◆ About this exercise:
Would you please copy all of the data exactly, skipping the images?

◆ Collected data:
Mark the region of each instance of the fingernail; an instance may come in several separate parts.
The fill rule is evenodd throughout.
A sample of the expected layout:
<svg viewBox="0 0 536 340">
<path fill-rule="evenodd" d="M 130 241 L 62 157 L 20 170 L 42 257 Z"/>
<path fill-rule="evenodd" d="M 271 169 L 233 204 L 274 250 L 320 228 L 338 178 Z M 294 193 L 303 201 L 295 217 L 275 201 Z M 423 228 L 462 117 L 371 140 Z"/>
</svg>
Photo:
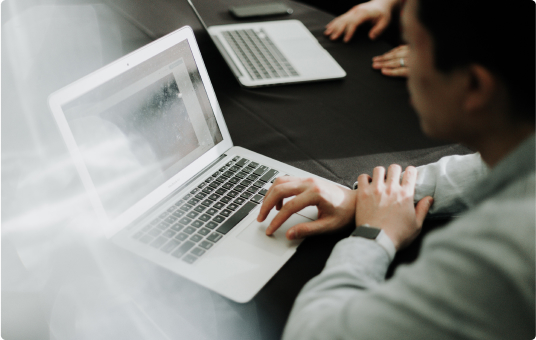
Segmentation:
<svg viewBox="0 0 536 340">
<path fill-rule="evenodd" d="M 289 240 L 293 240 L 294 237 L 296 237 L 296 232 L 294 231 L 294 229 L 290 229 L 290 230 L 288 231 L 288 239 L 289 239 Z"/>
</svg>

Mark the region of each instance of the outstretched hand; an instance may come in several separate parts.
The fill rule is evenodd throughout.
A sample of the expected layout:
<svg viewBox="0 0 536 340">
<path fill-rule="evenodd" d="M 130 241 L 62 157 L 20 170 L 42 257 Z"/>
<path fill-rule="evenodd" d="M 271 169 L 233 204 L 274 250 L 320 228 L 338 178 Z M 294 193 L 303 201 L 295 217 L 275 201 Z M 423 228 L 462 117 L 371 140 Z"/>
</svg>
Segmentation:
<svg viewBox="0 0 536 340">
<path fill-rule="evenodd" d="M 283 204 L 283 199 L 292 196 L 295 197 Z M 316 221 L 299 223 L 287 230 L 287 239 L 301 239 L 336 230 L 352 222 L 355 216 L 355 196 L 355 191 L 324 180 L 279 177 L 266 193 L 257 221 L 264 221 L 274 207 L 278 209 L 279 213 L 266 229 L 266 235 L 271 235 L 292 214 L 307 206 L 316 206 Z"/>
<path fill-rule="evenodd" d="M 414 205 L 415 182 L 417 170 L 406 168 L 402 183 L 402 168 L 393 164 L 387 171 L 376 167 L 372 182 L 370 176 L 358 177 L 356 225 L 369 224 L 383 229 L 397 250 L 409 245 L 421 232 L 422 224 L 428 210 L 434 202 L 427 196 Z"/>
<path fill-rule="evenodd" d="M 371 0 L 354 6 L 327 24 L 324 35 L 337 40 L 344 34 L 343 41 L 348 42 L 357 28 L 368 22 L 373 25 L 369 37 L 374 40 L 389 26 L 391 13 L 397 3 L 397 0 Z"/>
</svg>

◆ Result of this exercise:
Mark the region of each instance of the fingernail; an instance may come in several separate parts.
The fill rule is evenodd throughout.
A sample of the expected layout:
<svg viewBox="0 0 536 340">
<path fill-rule="evenodd" d="M 130 241 L 62 157 L 20 170 L 42 257 Z"/>
<path fill-rule="evenodd" d="M 271 169 L 233 204 L 274 250 L 320 228 L 338 178 Z M 294 193 L 303 201 L 295 217 L 275 201 Z M 423 228 L 462 117 L 371 140 Z"/>
</svg>
Photo:
Segmentation:
<svg viewBox="0 0 536 340">
<path fill-rule="evenodd" d="M 289 240 L 293 240 L 294 237 L 296 237 L 296 232 L 294 231 L 294 229 L 290 229 L 290 230 L 288 231 L 288 239 L 289 239 Z"/>
</svg>

Mark the region of each instance of the outstretched hand; an instance may come in several separate parts.
The fill rule is evenodd throughout.
A sample of the expected layout:
<svg viewBox="0 0 536 340">
<path fill-rule="evenodd" d="M 130 241 L 62 157 L 20 170 L 42 257 Z"/>
<path fill-rule="evenodd" d="M 271 169 L 233 204 L 274 250 L 320 228 L 338 178 Z M 294 193 L 303 201 L 295 217 L 275 201 Z M 423 228 L 462 117 L 371 140 Z"/>
</svg>
Segmentation:
<svg viewBox="0 0 536 340">
<path fill-rule="evenodd" d="M 283 204 L 283 199 L 292 196 L 295 197 Z M 316 221 L 299 223 L 287 230 L 287 239 L 301 239 L 336 230 L 352 222 L 355 216 L 355 196 L 355 191 L 324 180 L 279 177 L 266 193 L 257 221 L 264 221 L 274 207 L 278 209 L 279 213 L 266 229 L 266 235 L 271 235 L 292 214 L 307 206 L 316 206 Z"/>
<path fill-rule="evenodd" d="M 414 205 L 415 182 L 417 170 L 406 168 L 402 183 L 402 168 L 393 164 L 387 171 L 376 167 L 372 182 L 370 176 L 358 177 L 356 225 L 369 224 L 383 229 L 397 250 L 409 245 L 421 232 L 422 224 L 428 210 L 434 202 L 427 196 Z"/>
<path fill-rule="evenodd" d="M 371 0 L 354 6 L 327 24 L 324 35 L 337 40 L 344 34 L 343 41 L 348 42 L 357 28 L 368 22 L 373 25 L 369 37 L 374 40 L 389 26 L 391 13 L 397 3 L 397 0 Z"/>
</svg>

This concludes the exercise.